**** The input

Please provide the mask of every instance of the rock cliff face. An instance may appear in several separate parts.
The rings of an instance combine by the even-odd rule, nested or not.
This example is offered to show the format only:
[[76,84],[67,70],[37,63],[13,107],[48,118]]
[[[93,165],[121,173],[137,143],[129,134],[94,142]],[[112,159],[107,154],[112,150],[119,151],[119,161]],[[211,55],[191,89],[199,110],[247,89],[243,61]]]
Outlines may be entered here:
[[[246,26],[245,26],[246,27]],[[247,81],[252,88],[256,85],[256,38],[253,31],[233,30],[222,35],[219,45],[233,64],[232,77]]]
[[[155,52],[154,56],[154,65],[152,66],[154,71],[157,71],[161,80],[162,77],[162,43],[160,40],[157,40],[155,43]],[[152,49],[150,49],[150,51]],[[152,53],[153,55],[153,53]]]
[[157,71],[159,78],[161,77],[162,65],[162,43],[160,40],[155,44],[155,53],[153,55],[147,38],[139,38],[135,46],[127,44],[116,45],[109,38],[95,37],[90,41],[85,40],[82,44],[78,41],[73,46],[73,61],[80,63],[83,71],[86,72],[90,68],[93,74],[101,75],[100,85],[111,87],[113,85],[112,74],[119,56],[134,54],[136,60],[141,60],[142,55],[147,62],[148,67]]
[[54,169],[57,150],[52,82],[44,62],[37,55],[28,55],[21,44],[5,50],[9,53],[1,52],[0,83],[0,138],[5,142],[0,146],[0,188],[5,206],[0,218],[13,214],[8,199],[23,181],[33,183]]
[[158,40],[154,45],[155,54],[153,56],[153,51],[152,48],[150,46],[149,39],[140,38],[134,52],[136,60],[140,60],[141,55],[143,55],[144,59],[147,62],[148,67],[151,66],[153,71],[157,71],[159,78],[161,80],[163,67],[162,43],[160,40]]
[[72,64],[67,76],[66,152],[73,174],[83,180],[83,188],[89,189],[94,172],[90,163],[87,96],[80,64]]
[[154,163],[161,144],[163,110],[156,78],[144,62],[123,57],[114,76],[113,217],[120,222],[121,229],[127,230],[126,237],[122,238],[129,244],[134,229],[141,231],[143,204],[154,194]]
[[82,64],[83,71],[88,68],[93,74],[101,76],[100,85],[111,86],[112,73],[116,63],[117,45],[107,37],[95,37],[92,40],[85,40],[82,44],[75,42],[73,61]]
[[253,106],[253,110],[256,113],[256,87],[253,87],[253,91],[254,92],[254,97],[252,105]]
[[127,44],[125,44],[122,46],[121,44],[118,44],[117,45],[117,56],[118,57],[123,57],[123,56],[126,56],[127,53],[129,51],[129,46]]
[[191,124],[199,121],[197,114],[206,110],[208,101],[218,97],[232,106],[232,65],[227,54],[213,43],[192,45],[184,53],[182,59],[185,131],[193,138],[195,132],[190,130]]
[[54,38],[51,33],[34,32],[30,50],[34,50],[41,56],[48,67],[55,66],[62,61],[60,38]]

********

> _Exercise_: Rewrite the material above with "rock cliff face" swapped for "rock wall" wherever it appears, keeping every other part unchanged.

> _Reply to the task_:
Please provide the mask of every instance of the rock wall. An instance may appear in several separate parts.
The rings of an instance combine by the even-odd rule, nested or not.
This example is offered to show the format only:
[[76,84],[67,70],[37,63],[13,107],[48,118]]
[[[93,165],[121,173],[137,143],[129,134],[94,142]],[[112,159],[107,154],[112,150],[119,151],[119,161]],[[211,55],[191,89],[199,110],[247,89],[243,61]]]
Outlines may be entered here:
[[[246,26],[245,26],[246,27]],[[247,81],[252,88],[256,85],[256,38],[253,31],[233,30],[222,35],[219,45],[233,64],[232,77]]]
[[[155,52],[154,56],[154,65],[152,66],[154,71],[157,71],[161,80],[162,77],[162,43],[160,40],[157,40],[155,43]],[[152,49],[150,49],[150,51]],[[152,53],[153,55],[153,53]]]
[[157,71],[159,78],[161,77],[162,65],[162,43],[160,40],[155,44],[155,53],[153,55],[147,38],[139,38],[135,46],[127,44],[116,45],[109,38],[95,37],[90,41],[85,40],[82,44],[78,41],[73,46],[73,61],[80,63],[83,71],[86,72],[90,68],[93,74],[101,75],[100,85],[111,87],[113,85],[112,74],[119,56],[134,54],[136,60],[141,60],[142,55],[147,62],[148,67]]
[[54,169],[57,150],[52,82],[44,62],[37,55],[28,55],[21,44],[5,50],[9,53],[1,52],[0,83],[0,138],[5,142],[0,146],[0,188],[5,206],[0,218],[13,214],[8,199],[23,181],[33,183]]
[[158,40],[154,45],[155,54],[153,56],[153,51],[152,48],[150,46],[149,39],[140,38],[134,52],[136,60],[140,60],[141,55],[143,55],[144,59],[147,62],[148,67],[151,66],[153,71],[157,71],[159,78],[161,80],[163,67],[162,43],[160,40]]
[[72,64],[67,76],[66,152],[73,174],[83,180],[83,188],[89,189],[94,172],[90,163],[87,96],[80,64]]
[[154,163],[161,144],[163,110],[156,78],[144,62],[123,57],[114,76],[113,217],[120,222],[121,229],[127,230],[126,237],[122,238],[129,244],[134,229],[141,231],[143,204],[154,194]]
[[82,64],[83,71],[88,68],[93,74],[101,76],[100,85],[111,86],[112,73],[116,63],[117,45],[107,37],[95,37],[92,40],[85,40],[82,44],[75,42],[73,61]]
[[253,106],[253,110],[256,113],[256,87],[253,87],[253,91],[254,92],[254,97],[252,105]]
[[127,44],[125,44],[122,46],[121,44],[118,44],[117,45],[117,56],[118,57],[123,57],[123,56],[126,56],[127,53],[129,51],[129,46]]
[[191,124],[199,121],[197,114],[206,110],[208,101],[218,97],[232,106],[232,65],[227,54],[213,43],[192,45],[184,53],[182,59],[185,131],[193,138],[195,132],[190,130]]
[[54,38],[51,33],[34,32],[30,50],[34,50],[41,56],[48,67],[55,66],[62,61],[60,38]]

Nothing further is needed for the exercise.